AIM OF THE EXERCISE: Every single entry must be reproduced precisely.

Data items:
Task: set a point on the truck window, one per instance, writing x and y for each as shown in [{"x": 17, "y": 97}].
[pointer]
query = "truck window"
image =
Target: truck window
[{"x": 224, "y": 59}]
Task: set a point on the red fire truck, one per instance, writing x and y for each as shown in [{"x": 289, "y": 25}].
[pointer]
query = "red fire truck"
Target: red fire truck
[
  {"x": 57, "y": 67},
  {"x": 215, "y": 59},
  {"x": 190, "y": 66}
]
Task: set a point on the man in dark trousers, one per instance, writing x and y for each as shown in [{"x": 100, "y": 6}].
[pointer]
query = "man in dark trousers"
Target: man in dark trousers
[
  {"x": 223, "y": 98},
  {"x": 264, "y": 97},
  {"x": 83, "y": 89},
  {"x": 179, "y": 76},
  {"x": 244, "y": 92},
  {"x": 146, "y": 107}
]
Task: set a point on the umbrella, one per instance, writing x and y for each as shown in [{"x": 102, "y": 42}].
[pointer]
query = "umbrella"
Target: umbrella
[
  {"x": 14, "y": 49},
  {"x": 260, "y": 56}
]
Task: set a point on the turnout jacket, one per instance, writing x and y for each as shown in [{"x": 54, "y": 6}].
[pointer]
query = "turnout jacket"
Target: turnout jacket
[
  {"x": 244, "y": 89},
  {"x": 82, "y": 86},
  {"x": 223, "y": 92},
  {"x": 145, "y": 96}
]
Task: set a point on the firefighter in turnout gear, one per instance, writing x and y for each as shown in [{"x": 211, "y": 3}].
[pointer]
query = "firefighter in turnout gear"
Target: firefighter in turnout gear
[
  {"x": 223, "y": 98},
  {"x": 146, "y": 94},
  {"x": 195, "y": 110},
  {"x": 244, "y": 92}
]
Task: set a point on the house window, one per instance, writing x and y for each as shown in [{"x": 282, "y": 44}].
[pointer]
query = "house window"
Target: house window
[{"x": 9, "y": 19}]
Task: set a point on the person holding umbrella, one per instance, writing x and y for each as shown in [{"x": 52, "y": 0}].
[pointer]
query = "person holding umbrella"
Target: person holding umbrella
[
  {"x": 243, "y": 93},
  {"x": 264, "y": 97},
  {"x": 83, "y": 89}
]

ANSWER BOX:
Task: set a point on the truck window, one per instance, writing x and y for each as shown in [{"x": 17, "y": 97}].
[pointer]
query = "truck window"
image =
Target: truck window
[{"x": 224, "y": 59}]
Task: set a point on the red fire truck, one per instance, writing x and y for each as shown in [{"x": 289, "y": 25}].
[pointer]
query = "red fire truck"
Target: red fire truck
[
  {"x": 57, "y": 67},
  {"x": 215, "y": 59},
  {"x": 190, "y": 66}
]
Task: set a point on the man in dark trousers, one per instance, writing x and y for each as shown in [{"x": 100, "y": 6}].
[pointer]
query = "man in dark trousers"
Target: man in dark trousers
[
  {"x": 223, "y": 98},
  {"x": 264, "y": 97},
  {"x": 83, "y": 89},
  {"x": 179, "y": 76},
  {"x": 244, "y": 92},
  {"x": 146, "y": 107}
]
Task: set a point on the umbrella, one per instance, writing x and y for each as shown in [{"x": 102, "y": 42}].
[pointer]
query = "umbrella"
Target: umbrella
[
  {"x": 14, "y": 49},
  {"x": 260, "y": 56}
]
Task: set a point on the turnout jacket, one per instance, writing x and y for each as shown in [{"x": 54, "y": 6}].
[pointer]
query = "turnout jacket"
Target: turnout jacket
[
  {"x": 244, "y": 89},
  {"x": 82, "y": 86},
  {"x": 223, "y": 92},
  {"x": 145, "y": 96}
]
Task: set a point on the firefighter in turnout gear, one per instance, writing x and y for each as shown in [{"x": 211, "y": 3}].
[pointer]
query = "firefighter in turnout gear"
Target: firefighter in turnout gear
[
  {"x": 223, "y": 98},
  {"x": 146, "y": 94},
  {"x": 195, "y": 110},
  {"x": 244, "y": 92}
]
Task: set a point on the house window, one per instance, writing x and y for each as shown in [{"x": 282, "y": 44}].
[pointer]
query = "house window"
Target: house window
[{"x": 9, "y": 19}]
Task: set a point on the person holding umbrella, one per instance, writing x and y for each as shown in [{"x": 52, "y": 0}].
[pointer]
query = "person holding umbrella"
Target: person holding umbrella
[
  {"x": 243, "y": 93},
  {"x": 264, "y": 97},
  {"x": 83, "y": 89}
]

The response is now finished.